# SOURCE PASSAGE
==============================

Danny and I were invited to a session given by Intel in San Francisco during the Intel Developers Forum happening this week at the Moscone Center. While I cannot currently comment on the exact nature of that session as some of it was under NDA, I did make a couple of observations that were interesting. I'm sure the roadmap stuff is off-limits here, but some other things are probably OK (he said while glancing over his shoulder)... however if asked, I'll deny ever saying this ;-)...
The talks were rather dry, but I've come to expect that from Intel. Multi-core was the hot button topic. They kept re-iterating that Moore's Law was still a long way from finally hitting the wall. So how are they doubling the transistor count? Simple, double the number of CPU cores on the die. This tells me that CPUs themselves have probably reached the top as far as their complexity. Part of this is because of power consumption. As the oxide layers get thinner and thinner, the amount of current leakage increases. Strained insulator technology has helped mitigate this somewhat, but it is still getting worse. So by doubling the number of CPUs on the die, they can now better manage power because whole CPU cores can be shutdown to save power.

==============================

# SUPPLIED MATERIAL
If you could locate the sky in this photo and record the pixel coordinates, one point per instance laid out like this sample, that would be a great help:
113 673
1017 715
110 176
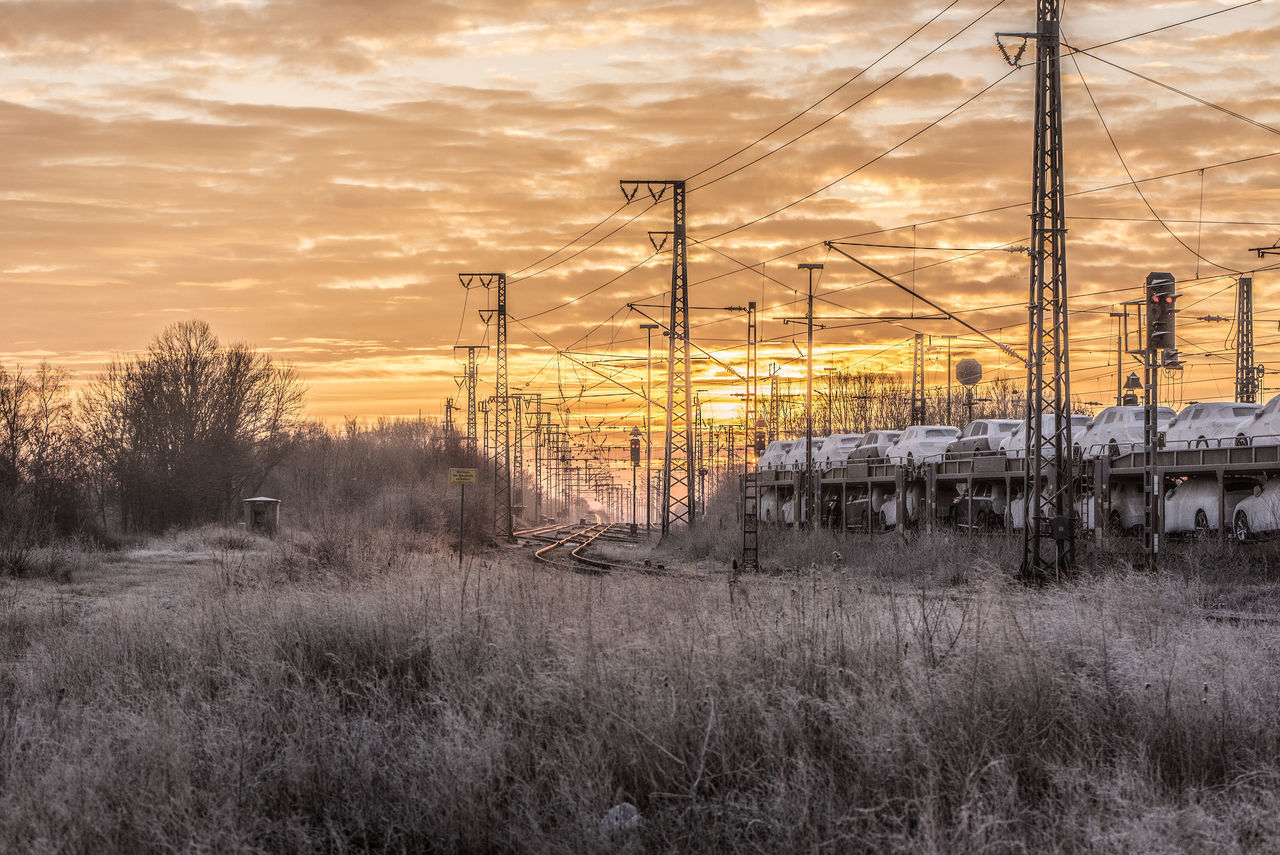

==============================

# WRITTEN TASKS
A: Answer these questions using the post about the Intel developer session:
(i) At which venue was the Intel Developers Forum taking place?
(ii) What did the writer call the hot button topic of the talks?
(iii) What technology does the post say has helped mitigate current leakage?
B: Pick up the post about the Intel developer session where it stops and keep writing it.

# PER-TASK OUTPUTS
A:
(i) The Moscone Center in San Francisco.
(ii) Multi-core.
(iii) Strained insulator technology.

B:
Other things of note were the 64bit items. They had an independent industry analyst get up and do a spiel that basically threw a whole bucket of cold water on the 64bit stuff and concentrated on the fact that multi-core is the hot item of the year. He touted the fact that with multi-core, the cost of mult-core systems can now become a common reality for the consumer market. Unlike 64bit that requires a complete rebuild of the applications (sans the whole 64bit .NET issue, in which .NET was only given a cursory glance), multi-core can benefit existing applications that already take advantage of multi-threading and multi-cpu. They kept touting video transcoding, gaming, collaboration, VOIP as applications that can immediately see the benefits of multi-core systems being ubiquitous.
As for the 64bit stuff, the Intel folks actually said that they have seen many cases where 64bit applications were actually slower than their 32bit counterparts! They attributed this to overburdened caches and overall code-bloat, especially in pointer intensive applications. They also stated that the advantages of 64bit was mainly increased memory addressability and not some mythical boost in performance. Sure, for memory intensive applications (read SQL database servers, video transcoding servers, etc..), the increased memory address space can lead to better overall performance, but that is not where the vast majority of applications spent their time. In fact they are pushing multi-core along with better multi-threaded applications as being the path to performance, irrespective of “bitness.”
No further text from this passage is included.